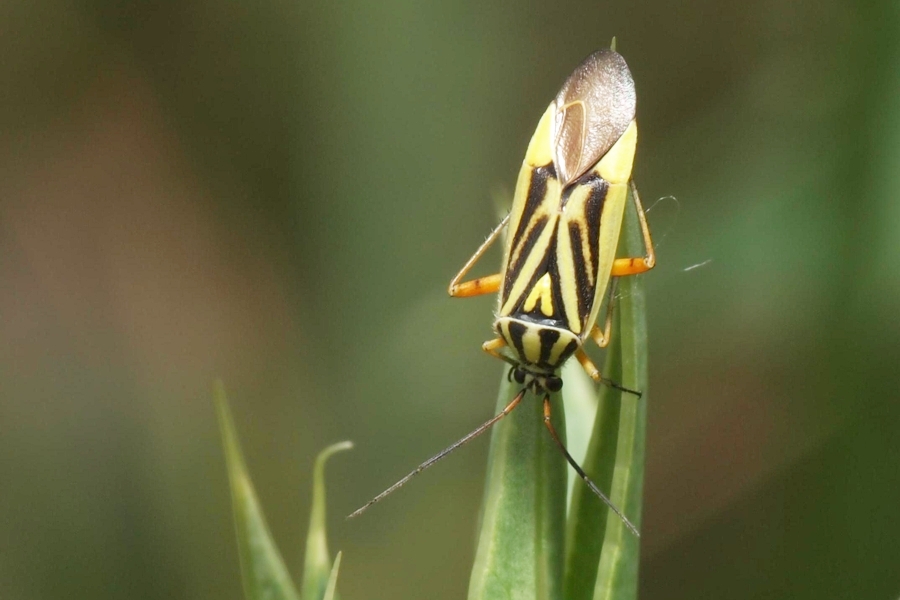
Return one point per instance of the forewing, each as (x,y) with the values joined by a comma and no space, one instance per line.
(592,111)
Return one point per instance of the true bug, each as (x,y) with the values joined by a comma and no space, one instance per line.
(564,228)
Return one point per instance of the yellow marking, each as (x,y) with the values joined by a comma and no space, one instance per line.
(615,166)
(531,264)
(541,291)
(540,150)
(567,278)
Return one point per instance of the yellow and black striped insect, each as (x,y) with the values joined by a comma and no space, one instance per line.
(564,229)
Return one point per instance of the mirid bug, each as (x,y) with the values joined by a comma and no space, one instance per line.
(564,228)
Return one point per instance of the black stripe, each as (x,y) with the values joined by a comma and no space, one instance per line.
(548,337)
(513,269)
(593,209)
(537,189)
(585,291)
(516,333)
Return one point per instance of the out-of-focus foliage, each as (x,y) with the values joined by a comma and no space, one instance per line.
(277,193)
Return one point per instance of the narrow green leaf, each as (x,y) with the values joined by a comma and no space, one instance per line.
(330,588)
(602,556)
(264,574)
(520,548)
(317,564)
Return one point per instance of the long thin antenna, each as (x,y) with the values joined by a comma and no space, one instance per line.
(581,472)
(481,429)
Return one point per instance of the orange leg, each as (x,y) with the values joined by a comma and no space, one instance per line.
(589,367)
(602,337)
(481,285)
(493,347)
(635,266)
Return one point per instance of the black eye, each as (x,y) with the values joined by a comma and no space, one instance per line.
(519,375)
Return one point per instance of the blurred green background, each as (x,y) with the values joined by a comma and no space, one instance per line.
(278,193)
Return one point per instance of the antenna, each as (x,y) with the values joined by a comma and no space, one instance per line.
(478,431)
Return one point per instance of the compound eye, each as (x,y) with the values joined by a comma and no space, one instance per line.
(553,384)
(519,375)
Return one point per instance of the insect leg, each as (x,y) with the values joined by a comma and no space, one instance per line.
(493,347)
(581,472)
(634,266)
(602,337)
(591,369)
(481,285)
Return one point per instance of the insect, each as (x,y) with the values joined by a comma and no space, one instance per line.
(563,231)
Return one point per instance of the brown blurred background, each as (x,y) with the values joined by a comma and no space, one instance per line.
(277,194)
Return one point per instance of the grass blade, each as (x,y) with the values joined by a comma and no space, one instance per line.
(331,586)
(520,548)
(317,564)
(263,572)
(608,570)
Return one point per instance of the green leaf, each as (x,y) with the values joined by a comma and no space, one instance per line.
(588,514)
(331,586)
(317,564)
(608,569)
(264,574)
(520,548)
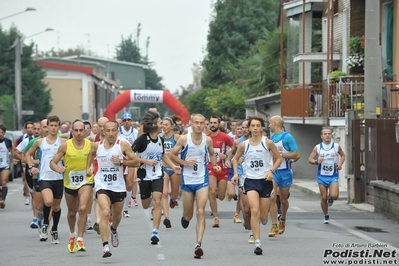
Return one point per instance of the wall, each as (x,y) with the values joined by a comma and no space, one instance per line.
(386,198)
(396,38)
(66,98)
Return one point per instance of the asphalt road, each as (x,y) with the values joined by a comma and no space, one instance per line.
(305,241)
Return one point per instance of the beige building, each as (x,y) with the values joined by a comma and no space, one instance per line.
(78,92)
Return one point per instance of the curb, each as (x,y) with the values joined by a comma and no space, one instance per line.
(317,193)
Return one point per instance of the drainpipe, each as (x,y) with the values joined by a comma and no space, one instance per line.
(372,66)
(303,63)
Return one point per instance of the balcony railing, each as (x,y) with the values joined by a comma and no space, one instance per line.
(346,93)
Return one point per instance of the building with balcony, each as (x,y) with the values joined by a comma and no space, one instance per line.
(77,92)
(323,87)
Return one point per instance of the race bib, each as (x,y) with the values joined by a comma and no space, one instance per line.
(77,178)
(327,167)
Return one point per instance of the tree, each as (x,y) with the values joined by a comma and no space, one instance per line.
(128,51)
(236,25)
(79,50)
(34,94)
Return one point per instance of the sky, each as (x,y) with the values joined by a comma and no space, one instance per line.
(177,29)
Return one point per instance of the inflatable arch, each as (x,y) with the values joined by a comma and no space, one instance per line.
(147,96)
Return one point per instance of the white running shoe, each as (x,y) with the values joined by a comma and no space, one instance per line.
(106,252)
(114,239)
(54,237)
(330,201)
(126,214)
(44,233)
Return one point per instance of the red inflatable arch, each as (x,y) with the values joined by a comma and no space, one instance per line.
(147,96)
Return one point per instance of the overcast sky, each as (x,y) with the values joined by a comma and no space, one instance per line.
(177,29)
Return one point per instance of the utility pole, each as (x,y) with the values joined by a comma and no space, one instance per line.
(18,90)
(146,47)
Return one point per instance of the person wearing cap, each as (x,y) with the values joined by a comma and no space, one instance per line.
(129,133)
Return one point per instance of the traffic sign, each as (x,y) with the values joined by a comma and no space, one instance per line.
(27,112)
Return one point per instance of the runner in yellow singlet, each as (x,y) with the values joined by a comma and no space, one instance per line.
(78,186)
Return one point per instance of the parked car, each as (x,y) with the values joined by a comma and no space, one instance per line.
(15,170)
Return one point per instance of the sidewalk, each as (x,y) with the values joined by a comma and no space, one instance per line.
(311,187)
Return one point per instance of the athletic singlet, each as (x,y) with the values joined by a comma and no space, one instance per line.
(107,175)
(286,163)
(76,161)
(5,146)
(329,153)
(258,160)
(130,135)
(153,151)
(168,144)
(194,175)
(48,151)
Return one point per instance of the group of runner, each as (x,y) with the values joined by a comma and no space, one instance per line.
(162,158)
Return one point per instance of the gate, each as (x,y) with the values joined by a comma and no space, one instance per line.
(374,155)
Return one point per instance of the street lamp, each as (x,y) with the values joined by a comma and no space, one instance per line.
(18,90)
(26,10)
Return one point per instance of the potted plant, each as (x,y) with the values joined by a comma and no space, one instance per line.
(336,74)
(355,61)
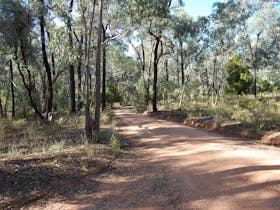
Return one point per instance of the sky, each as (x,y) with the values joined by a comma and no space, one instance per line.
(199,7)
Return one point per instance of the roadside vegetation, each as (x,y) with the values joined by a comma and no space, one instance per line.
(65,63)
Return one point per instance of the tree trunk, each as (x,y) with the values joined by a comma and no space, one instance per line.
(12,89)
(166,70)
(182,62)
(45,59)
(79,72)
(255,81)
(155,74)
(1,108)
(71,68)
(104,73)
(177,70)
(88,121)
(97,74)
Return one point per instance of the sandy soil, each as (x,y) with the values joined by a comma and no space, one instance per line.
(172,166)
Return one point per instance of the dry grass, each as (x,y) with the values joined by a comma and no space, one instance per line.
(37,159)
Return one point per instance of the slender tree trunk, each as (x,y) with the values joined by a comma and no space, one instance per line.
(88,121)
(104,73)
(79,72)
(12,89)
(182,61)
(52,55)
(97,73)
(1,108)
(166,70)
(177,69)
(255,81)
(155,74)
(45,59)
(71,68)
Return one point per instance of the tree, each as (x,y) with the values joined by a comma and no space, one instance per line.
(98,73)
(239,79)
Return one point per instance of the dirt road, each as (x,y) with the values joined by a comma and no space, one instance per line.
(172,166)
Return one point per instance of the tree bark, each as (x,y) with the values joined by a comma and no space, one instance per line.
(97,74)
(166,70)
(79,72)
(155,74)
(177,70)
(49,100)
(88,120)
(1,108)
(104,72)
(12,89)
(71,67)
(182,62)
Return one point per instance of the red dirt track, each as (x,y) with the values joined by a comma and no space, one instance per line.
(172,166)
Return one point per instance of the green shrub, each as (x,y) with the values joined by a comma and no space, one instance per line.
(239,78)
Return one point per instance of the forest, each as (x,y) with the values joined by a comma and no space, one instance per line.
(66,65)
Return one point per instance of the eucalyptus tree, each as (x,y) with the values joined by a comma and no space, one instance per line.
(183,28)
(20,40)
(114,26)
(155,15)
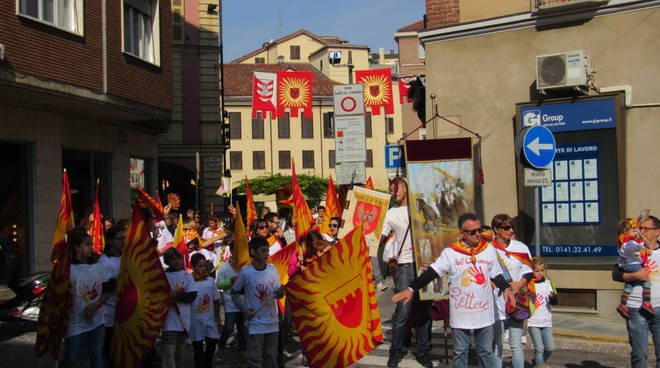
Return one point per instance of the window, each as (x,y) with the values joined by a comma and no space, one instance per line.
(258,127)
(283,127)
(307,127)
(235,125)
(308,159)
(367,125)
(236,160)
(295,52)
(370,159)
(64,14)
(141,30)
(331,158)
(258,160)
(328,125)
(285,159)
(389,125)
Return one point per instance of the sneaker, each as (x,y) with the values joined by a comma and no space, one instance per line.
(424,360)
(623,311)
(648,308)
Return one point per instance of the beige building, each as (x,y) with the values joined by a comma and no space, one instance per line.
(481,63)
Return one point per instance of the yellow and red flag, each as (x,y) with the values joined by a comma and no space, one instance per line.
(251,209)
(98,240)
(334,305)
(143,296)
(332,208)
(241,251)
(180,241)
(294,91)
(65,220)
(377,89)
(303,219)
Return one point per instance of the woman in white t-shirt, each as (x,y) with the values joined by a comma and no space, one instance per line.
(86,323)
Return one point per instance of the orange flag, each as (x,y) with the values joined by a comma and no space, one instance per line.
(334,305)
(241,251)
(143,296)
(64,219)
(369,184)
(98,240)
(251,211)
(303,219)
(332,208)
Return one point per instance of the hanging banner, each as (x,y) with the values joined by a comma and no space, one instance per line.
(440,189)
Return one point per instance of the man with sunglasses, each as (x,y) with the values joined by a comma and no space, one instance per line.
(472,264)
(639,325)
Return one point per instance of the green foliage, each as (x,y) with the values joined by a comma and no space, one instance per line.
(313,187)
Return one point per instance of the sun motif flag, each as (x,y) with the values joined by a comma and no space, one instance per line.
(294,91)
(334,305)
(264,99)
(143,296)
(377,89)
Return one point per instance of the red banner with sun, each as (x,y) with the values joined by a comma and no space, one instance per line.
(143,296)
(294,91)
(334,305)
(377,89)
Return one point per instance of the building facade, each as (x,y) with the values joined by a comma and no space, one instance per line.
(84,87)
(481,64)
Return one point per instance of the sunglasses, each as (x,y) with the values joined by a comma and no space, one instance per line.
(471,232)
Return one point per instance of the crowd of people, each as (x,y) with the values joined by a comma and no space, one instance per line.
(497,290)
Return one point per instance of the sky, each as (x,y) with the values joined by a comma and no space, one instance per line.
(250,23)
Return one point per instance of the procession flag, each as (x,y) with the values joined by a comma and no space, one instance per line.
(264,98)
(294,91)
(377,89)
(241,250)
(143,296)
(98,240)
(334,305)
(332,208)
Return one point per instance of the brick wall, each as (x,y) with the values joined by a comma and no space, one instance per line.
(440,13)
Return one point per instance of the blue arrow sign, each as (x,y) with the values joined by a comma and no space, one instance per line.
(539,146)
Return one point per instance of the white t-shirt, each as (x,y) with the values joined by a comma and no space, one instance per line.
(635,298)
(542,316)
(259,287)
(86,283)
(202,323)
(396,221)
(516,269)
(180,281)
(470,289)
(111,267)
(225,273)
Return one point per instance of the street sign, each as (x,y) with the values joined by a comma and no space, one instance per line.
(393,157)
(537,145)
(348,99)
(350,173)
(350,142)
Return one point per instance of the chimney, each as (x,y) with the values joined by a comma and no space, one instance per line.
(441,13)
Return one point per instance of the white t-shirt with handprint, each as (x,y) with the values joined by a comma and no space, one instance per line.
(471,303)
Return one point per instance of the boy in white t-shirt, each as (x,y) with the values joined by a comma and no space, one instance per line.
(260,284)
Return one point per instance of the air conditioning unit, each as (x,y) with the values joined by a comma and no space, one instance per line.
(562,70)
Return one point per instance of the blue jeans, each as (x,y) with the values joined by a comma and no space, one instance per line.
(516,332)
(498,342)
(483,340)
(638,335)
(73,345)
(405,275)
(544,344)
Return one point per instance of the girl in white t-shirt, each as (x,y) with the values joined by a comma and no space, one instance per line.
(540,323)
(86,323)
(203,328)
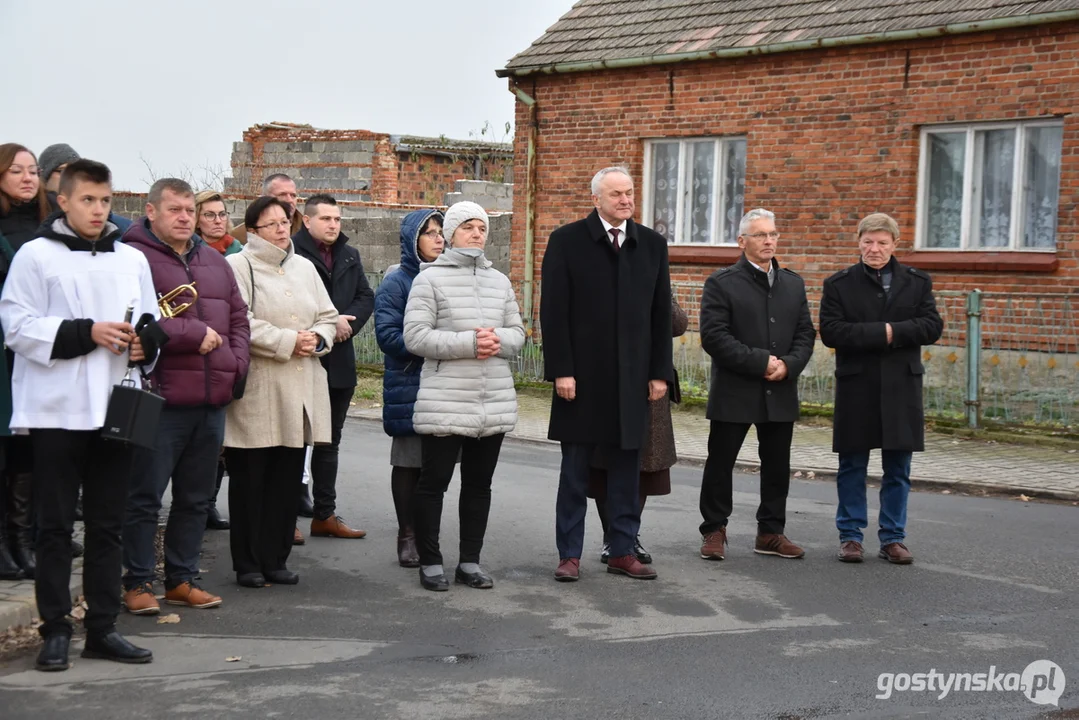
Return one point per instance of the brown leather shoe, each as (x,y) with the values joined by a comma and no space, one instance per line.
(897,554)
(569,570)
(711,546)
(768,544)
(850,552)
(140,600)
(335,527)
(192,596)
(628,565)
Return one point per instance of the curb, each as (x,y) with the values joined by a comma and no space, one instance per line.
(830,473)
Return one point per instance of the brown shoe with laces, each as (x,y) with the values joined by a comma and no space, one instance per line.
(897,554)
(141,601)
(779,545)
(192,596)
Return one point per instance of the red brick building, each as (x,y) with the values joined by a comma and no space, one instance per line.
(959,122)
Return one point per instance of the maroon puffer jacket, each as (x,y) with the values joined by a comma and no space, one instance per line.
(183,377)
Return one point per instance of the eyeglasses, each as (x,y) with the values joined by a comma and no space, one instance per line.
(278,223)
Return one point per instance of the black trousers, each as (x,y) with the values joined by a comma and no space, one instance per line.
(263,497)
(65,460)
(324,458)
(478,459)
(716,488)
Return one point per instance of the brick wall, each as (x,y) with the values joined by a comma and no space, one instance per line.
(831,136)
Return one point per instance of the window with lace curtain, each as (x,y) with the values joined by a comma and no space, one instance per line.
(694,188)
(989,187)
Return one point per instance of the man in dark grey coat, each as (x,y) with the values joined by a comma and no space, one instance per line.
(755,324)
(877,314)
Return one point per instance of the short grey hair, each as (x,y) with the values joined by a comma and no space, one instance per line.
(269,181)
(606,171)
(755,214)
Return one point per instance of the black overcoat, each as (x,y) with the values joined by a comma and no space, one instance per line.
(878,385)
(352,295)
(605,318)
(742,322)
● ● ● ●
#### EXERCISE TASK
The required output is the span of lines from the one containing "Return one point per instance of the window with" to the last line, reproduced character for character.

#### FINAL ANSWER
Return one point per instance of the window with lace curtain, each as (x,y) with the values joined by a comma and no space, one instance per line.
(694,188)
(989,187)
Return one point per instance of the man in dark grey coat, each as (x,y) with the values joined by a comma and no space, one instance per line.
(755,324)
(877,314)
Return one point per instance of the short grey hair, each as (x,y) with the values joined by a comma and no space, one instance per line.
(269,181)
(606,171)
(755,214)
Return one point per instance of the black overcoat, each as (x,y) with the values joined by a comma and no space, one instance per line.
(878,385)
(352,295)
(605,318)
(742,322)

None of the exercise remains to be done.